■ **Task material**:
========================================================================

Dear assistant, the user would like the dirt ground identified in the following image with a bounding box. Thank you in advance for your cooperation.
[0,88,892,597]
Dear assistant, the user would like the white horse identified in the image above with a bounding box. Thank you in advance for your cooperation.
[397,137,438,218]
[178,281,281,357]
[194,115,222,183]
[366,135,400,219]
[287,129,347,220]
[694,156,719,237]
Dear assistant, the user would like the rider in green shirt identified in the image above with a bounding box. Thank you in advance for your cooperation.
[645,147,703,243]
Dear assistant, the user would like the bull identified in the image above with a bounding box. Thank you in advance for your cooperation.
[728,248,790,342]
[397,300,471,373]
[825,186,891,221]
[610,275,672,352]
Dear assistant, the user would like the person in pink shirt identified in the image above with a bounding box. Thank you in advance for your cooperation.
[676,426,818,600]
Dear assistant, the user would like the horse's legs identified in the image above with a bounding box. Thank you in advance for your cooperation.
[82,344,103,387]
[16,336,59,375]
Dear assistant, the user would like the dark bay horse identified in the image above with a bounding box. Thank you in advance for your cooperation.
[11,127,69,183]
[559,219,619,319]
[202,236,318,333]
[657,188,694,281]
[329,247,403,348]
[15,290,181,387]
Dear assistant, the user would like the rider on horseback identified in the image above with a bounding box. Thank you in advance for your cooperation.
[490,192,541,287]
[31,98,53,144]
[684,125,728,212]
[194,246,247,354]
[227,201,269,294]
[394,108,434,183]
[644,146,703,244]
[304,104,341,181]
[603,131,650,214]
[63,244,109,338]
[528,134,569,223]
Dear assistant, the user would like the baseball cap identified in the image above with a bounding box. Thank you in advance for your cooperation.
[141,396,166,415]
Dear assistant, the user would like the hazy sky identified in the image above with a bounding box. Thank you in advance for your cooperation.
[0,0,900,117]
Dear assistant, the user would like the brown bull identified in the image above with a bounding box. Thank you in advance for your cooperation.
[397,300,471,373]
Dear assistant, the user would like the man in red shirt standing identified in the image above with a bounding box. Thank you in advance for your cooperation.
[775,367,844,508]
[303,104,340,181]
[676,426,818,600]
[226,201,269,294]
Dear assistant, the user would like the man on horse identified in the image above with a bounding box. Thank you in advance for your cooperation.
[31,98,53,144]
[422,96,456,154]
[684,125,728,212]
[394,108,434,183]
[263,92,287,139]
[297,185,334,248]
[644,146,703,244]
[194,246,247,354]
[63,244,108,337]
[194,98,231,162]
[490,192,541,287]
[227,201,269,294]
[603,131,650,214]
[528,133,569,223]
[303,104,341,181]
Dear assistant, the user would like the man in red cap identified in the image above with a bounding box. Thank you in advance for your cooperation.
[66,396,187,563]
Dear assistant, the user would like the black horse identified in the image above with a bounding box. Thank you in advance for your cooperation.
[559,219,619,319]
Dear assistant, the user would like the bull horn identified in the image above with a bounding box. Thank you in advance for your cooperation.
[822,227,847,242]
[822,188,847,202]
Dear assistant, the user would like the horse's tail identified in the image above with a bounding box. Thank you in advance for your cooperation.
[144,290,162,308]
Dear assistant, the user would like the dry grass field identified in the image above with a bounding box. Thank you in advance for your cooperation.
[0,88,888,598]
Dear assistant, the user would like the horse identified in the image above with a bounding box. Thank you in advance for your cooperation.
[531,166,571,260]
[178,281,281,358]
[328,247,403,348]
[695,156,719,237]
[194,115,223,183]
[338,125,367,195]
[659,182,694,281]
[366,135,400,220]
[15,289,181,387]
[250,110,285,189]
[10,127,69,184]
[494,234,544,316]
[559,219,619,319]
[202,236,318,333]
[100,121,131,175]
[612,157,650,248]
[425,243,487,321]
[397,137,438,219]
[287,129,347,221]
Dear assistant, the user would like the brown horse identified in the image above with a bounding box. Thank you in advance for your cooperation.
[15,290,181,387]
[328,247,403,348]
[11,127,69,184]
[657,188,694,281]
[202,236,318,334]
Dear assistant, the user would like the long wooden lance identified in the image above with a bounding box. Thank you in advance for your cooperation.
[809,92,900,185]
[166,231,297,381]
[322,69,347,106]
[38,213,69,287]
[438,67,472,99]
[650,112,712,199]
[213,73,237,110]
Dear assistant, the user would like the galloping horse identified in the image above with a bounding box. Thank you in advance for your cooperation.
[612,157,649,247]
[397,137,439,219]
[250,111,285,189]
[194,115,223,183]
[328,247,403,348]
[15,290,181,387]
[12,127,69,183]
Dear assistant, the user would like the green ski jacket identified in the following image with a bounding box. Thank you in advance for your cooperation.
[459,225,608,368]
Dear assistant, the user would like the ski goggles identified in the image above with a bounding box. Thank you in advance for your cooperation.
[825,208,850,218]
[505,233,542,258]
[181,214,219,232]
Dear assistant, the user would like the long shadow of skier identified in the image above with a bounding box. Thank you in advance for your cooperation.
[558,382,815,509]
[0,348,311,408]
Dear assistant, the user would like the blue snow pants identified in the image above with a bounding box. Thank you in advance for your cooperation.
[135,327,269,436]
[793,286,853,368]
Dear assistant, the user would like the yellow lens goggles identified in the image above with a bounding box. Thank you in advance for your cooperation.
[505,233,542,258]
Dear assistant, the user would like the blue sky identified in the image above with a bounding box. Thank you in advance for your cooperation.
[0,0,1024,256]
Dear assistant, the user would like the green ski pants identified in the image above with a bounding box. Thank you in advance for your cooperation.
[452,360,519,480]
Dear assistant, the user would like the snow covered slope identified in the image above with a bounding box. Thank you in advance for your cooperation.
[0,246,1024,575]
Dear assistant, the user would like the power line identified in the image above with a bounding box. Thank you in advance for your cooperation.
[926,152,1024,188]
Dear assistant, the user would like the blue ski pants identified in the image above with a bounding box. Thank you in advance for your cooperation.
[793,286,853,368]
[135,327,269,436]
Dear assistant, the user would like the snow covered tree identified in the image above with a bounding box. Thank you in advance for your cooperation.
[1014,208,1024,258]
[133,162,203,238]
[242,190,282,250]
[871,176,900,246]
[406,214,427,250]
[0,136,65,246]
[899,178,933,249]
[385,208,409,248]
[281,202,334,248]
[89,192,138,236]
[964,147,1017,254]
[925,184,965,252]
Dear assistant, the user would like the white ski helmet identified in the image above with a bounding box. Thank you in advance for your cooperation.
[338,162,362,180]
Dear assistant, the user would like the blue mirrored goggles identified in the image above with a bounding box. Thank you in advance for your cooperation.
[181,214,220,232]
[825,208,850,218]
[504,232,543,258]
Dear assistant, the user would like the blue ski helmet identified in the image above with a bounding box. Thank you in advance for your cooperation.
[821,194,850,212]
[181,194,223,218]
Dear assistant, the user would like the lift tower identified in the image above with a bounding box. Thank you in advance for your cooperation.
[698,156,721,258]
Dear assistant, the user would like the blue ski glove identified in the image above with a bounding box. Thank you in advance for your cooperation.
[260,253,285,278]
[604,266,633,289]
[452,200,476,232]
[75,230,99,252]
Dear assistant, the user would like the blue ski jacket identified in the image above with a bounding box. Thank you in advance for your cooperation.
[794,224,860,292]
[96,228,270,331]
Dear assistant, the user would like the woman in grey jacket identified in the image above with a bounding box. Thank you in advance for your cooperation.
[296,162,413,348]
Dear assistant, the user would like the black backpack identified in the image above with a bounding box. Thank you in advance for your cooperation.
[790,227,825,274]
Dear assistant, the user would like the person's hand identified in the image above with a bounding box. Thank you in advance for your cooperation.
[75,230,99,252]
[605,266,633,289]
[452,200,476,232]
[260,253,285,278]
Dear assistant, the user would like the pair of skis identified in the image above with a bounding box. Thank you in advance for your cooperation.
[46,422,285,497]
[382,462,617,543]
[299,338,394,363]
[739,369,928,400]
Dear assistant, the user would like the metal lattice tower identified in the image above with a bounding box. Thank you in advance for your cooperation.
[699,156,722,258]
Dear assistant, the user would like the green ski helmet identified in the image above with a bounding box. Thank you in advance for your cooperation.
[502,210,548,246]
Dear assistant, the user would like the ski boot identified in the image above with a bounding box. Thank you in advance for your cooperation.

========================================================================

■ **What is being asked**: Reproduce the material word for word, starting at its first line and ending with the line that contains "[0,88,892,597]", including that line.

■ **Written answer**:
Dear assistant, the user would like the dirt ground identified in the following image with a bounding box. Thank you in advance for your cooperation.
[0,88,892,597]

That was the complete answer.